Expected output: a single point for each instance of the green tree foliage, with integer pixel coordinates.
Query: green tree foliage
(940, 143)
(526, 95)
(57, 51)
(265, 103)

⁂

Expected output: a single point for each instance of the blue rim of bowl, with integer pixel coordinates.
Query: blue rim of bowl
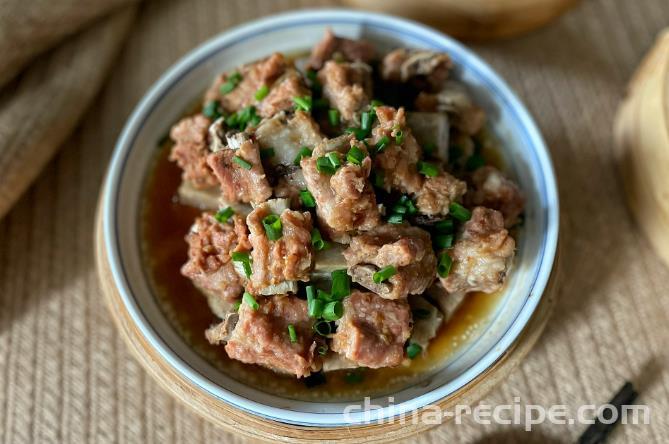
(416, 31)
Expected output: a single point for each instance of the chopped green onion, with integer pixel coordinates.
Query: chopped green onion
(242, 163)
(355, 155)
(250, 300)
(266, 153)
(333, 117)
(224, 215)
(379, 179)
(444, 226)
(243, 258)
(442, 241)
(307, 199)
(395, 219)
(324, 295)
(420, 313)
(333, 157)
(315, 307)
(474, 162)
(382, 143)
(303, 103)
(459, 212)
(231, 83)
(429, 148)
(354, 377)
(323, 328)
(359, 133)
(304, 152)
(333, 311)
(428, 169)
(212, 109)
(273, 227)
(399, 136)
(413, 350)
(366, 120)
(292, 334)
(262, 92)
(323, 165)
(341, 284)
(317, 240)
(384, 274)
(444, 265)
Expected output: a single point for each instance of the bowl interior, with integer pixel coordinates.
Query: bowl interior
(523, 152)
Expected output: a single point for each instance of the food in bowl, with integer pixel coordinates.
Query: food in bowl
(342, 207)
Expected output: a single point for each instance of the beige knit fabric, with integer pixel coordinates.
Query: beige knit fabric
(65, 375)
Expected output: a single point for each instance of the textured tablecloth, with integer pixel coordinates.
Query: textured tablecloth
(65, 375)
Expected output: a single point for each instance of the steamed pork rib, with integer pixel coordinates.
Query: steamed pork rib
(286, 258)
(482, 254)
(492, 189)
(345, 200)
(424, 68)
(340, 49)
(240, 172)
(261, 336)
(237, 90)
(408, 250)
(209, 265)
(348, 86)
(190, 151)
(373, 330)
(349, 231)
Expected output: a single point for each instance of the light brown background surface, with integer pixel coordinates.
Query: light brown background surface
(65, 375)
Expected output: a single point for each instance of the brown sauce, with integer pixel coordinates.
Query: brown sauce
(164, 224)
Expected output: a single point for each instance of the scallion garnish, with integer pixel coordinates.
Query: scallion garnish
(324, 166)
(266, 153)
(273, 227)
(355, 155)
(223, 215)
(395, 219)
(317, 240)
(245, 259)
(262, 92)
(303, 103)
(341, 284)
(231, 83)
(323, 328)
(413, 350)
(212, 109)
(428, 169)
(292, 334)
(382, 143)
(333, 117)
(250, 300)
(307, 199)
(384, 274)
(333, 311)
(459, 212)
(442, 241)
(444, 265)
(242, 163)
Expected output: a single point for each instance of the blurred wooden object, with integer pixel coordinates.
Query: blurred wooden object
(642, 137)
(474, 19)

⁂

**What the task asks**:
Pick out every line above that contains the word "beige", and copy each one in full.

**Full output**:
Expected output: a single point for each instance of the beige knit fabric, with integer pixel coordinates.
Query: beige knit fabric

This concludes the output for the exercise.